◆ **Istruzioni**
Cita per intero l'estratto sulla divisione per zero, senza alcuna modifica.

◆ **Estratto fornito**
Può darsi che l’incidente della Yorktown avesse contribuito ad attirare l’attenzione di molti sulla questione aritmetica della divisione del zero: fatto sta che nel 2003 addirittura un intero album musicale fu intitolato a questa operazione proibita. "Division by Zero" è un CD del 2003 del musicista svedese Hux Flux, al secolo Dennis Tapper, noto per le sue produzioni di psychedelic trance e prematuramente scomparso nel 2018. A Tapper la matematica doveva piacere molto, visto che i suoi brani sfoggiano titoli come "Calculus", "Logarithmic", "Finite Automata", "Numerous Numerics", "Equivalent Equations", "Numbers" (quest’ultimo contiene perfino un frammento tratto dal film Pi di Darren Aronofsky, dedicato al pi greco). Lo strano caso dell’incrociatore americano ebbe un’altra curiosa conseguenza: l’ingresso della divisione per zero nell’immaginario ironico dei nerd, nel mondo dei meme di internet e nello slang della rete. Alla fatidica operazione è infatti associato un significato metaforico che ha che fare con un’azione proibita e al tempo stesso irrimediabilmente catastrofica: un po’ come il leggendario pulsante rosso dello Studio Ovale che, una volta premuto, scatenerebbe la guerra mondiale nucleare (senza la possibilità di premere un altro pulsante di annullamento dell’operazione). In questa giocosa simbologia telematica, la divisione per zero è spesso collegata alla frase interrotta “OH SHI-“: la naturale e disperata imprecazione di chi si è accorto di aver compiuto un errore analogo a quello del tecnico della Yorktown… ma troppo tardi.

◆ **Materiale fornito**
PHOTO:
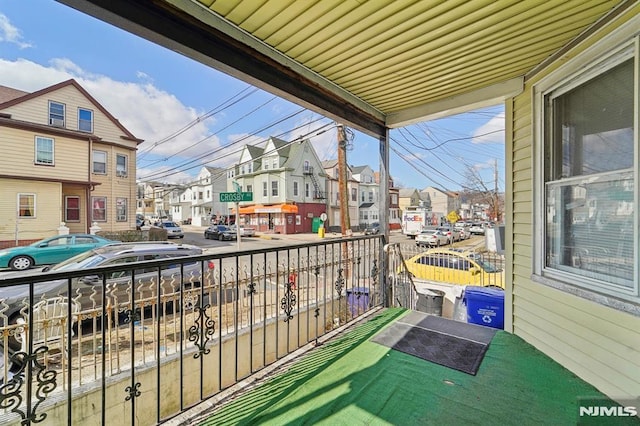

◆ **Soluzione proposta**
Può darsi che l’incidente della Yorktown avesse contribuito ad attirare l’attenzione di molti sulla questione aritmetica della divisione del zero: fatto sta che nel 2003 addirittura un intero album musicale fu intitolato a questa operazione proibita. "Division by Zero" è un CD del 2003 del musicista svedese Hux Flux, al secolo Dennis Tapper, noto per le sue produzioni di psychedelic trance e prematuramente scomparso nel 2018. A Tapper la matematica doveva piacere molto, visto che i suoi brani sfoggiano titoli come "Calculus", "Logarithmic", "Finite Automata", "Numerous Numerics", "Equivalent Equations", "Numbers" (quest’ultimo contiene perfino un frammento tratto dal film Pi di Darren Aronofsky, dedicato al pi greco). Lo strano caso dell’incrociatore americano ebbe un’altra curiosa conseguenza: l’ingresso della divisione per zero nell’immaginario ironico dei nerd, nel mondo dei meme di internet e nello slang della rete. Alla fatidica operazione è infatti associato un significato metaforico che ha che fare con un’azione proibita e al tempo stesso irrimediabilmente catastrofica: un po’ come il leggendario pulsante rosso dello Studio Ovale che, una volta premuto, scatenerebbe la guerra mondiale nucleare (senza la possibilità di premere un altro pulsante di annullamento dell’operazione). In questa giocosa simbologia telematica, la divisione per zero è spesso collegata alla frase interrotta “OH SHI-“: la naturale e disperata imprecazione di chi si è accorto di aver compiuto un errore analogo a quello del tecnico della Yorktown… ma troppo tardi.